— START OF DOCUMENT —

Brooke D'Orsay (born February 17, 1982) is a Canadian actress, best known for voicing the character of Caitlin Cooke on the Teletoon animated series 6teen (2004–2010) and Brooke Mayo in the 2005 movie King's Ransom.

For American audiences, she is best known as Paige Collins-Lawson on Royal Pains and as Kate in Two and a Half Men. She played 
Deb on the Lifetime original series Drop Dead Diva and was in the Nickelodeon original movie The Boy Who Cried Werewolf as Paulina Von Eckberg. Since 2017, D'Orsay has become known for her performances in Hallmark Channel's Countdown to Christmas made-for-TV films. She also acted in a 2012 movie How to Fall in Love as Anni, a broke waitress/event planner who helps a high school friend as a 'dating coach' and falls in love in the process.

— END OF DOCUMENT —

[INSTRUCTION A]: Transcribe the part of the biography above between "Brooke D'Orsay (born" and "in the process.", inclusive.

— START OF SUPPLIED MATERIAL —

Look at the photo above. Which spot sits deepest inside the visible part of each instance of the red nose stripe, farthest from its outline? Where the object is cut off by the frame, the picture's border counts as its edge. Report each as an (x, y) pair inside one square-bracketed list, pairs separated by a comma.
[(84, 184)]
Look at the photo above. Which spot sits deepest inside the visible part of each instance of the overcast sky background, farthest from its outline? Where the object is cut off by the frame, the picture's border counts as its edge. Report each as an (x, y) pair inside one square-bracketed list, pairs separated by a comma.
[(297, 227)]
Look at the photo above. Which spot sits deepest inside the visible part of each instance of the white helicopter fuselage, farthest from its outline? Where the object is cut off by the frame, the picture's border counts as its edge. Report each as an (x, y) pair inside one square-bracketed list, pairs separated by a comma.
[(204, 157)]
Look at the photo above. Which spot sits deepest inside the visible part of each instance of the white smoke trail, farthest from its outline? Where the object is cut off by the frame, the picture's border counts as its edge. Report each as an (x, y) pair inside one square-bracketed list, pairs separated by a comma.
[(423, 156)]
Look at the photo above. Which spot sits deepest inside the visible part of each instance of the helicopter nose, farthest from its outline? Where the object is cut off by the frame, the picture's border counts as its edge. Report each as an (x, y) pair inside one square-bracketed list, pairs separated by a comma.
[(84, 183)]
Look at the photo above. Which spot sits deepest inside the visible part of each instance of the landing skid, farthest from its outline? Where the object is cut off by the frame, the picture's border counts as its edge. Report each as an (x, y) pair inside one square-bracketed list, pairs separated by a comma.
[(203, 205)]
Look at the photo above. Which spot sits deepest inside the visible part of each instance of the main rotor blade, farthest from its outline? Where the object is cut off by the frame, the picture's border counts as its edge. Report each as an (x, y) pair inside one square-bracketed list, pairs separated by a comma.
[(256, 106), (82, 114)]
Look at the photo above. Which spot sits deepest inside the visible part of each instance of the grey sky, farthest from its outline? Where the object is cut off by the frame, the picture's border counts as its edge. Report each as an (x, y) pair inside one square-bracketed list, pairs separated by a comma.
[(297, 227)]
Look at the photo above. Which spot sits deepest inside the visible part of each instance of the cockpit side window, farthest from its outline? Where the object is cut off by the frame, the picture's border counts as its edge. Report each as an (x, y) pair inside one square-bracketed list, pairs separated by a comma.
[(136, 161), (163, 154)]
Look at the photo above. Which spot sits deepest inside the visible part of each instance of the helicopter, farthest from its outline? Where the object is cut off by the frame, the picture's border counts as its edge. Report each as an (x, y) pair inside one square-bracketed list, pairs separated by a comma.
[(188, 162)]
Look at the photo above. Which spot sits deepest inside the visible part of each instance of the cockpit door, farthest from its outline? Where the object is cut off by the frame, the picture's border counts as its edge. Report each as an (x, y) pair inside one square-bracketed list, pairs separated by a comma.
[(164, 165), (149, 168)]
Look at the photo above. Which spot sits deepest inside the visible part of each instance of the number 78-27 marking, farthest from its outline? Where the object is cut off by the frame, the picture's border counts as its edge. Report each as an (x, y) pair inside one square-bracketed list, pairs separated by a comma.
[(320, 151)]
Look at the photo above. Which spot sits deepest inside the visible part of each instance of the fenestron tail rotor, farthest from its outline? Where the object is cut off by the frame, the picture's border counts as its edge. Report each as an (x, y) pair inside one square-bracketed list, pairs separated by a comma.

— END OF SUPPLIED MATERIAL —

[INSTRUCTION B]: Show every line of the listing above that contains the word "white".

[OUTPUT A]:
Brooke D'Orsay (born February 17, 1982) is a Canadian actress, best known for voicing the character of Caitlin Cooke on the Teletoon animated series 6teen (2004–2010) and Brooke Mayo in the 2005 movie King's Ransom.

For American audiences, she is best known as Paige Collins-Lawson on Royal Pains and as Kate in Two and a Half Men. She played 
Deb on the Lifetime original series Drop Dead Diva and was in the Nickelodeon original movie The Boy Who Cried Werewolf as Paulina Von Eckberg. Since 2017, D'Orsay has become known for her performances in Hallmark Channel's Countdown to Christmas made-for-TV films. She also acted in a 2012 movie How to Fall in Love as Anni, a broke waitress/event planner who helps a high school friend as a 'dating coach' and falls in love in the process.

[OUTPUT B]:
Look at the photo above. Which spot sits deepest inside the visible part of each instance of the white helicopter fuselage, farthest from its outline? Where the object is cut off by the frame, the picture's border counts as its edge. Report each as an (x, y) pair inside one square-bracketed list, pairs separated by a comma.
Look at the photo above. Which spot sits deepest inside the visible part of each instance of the white smoke trail, farthest from its outline? Where the object is cut off by the frame, the picture's border counts as its edge. Report each as an (x, y) pair inside one square-bracketed list, pairs separated by a comma.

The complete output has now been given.